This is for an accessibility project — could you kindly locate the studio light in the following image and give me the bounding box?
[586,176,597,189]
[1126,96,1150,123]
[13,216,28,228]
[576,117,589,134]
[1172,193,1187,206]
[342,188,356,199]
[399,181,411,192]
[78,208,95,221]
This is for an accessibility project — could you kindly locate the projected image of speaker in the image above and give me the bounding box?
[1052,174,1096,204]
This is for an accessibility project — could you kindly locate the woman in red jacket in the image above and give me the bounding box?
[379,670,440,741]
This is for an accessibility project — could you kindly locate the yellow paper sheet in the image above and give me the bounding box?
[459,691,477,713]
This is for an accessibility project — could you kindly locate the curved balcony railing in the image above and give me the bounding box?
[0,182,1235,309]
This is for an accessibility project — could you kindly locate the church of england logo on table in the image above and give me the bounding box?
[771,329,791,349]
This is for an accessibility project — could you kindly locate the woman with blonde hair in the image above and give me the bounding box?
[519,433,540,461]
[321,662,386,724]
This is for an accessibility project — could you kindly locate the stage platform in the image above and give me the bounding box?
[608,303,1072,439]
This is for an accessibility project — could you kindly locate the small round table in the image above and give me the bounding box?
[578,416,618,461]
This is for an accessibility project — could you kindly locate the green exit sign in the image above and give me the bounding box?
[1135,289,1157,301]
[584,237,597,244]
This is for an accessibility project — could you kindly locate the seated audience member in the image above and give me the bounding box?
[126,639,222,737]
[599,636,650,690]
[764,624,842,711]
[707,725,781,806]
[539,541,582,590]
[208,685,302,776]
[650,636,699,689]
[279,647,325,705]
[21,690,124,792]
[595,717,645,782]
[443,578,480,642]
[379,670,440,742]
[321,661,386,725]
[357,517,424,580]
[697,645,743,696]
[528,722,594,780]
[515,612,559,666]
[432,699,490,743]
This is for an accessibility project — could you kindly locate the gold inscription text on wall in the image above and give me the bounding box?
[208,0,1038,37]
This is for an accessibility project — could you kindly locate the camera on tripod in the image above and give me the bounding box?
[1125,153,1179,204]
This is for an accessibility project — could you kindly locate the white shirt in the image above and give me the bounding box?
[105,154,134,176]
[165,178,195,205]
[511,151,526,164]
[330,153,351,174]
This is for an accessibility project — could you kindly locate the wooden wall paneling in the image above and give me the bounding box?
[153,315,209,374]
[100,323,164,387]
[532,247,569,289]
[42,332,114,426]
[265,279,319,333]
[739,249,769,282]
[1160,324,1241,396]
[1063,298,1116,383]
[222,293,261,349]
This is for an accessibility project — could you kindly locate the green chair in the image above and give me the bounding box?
§ §
• _Required work_:
Return the listing above word for word.

• _Output for this exercise_:
This is for an accessibility project — could you kindly locate the studio light in the following image and give me the bounding box?
[586,176,597,189]
[1126,96,1150,123]
[13,216,28,228]
[576,117,589,134]
[1172,193,1187,206]
[342,188,356,199]
[399,181,411,192]
[78,208,95,221]
This is for an accessibility project — could you kindly locate the projected image of speaker in the image above and give me the bounding box?
[1052,174,1096,204]
This is for an accessibility project — could you kindly locate the woman in red jacket in the image above and give me the bounding box?
[379,670,440,741]
This is for an accessibility project — could you kindly locate the yellow paper sheet in the image above and give me the bounding box?
[459,691,477,713]
This is for an accessibility project — could you kindly locate the curved balcony railing in the image above and give me the bounding box?
[0,182,1235,309]
This is for an accessibility project — could you kindly locate the church of england logo on table in the image above and give me the bounding box?
[771,329,791,349]
This is for an accessibility project — could you kindly locate the woman with blonde hair in the image above and give me the bounding box?
[519,433,540,461]
[321,662,386,724]
This is for an accessibility project — could you kindly locate the stage platform in the image above and give me the bounding box?
[608,303,1072,439]
This is for an accessibility project — could you kindly locate the small round table in the image above and give me the bounding box?
[578,416,618,461]
This is for an accessibility project — could you kindly locate the green exit sign in the image above and give me the bounding box?
[1135,289,1157,301]
[584,237,597,244]
This is for an accessibility project — could you kindly locate the seated audience member in the image above and give me the bounding box?
[126,639,222,737]
[599,636,650,690]
[764,624,842,711]
[707,725,781,806]
[539,541,582,590]
[208,685,302,776]
[650,636,699,689]
[279,647,325,705]
[21,690,124,792]
[595,717,645,782]
[443,578,480,642]
[379,670,440,742]
[321,661,386,725]
[357,517,424,580]
[697,645,743,696]
[528,722,594,780]
[515,612,559,666]
[432,699,490,743]
This is for an accessibility project — could you kindly locate the gold inscription text on wall in the image above and give me the bounding box?
[208,0,1038,37]
This is for an accessibility project — could you kindly locate the camera on tripod in the image above and give me the bounding box?
[1125,153,1179,204]
This is for an accessibility project — could you kindly locate the white shirt in the image above and give me the bounding box?
[105,154,134,176]
[165,178,195,205]
[511,151,526,164]
[330,153,351,174]
This is for an accessibility project — could you kindly locate the wooden wall paneling in the image above and give me the bounding box?
[153,315,209,374]
[100,323,164,387]
[532,247,569,289]
[42,332,114,426]
[265,279,319,333]
[739,249,769,282]
[1160,324,1241,396]
[1063,298,1116,383]
[222,293,261,349]
This is for an accessibility project — could you kindly locate the green chair in the image above and give me the bounding box?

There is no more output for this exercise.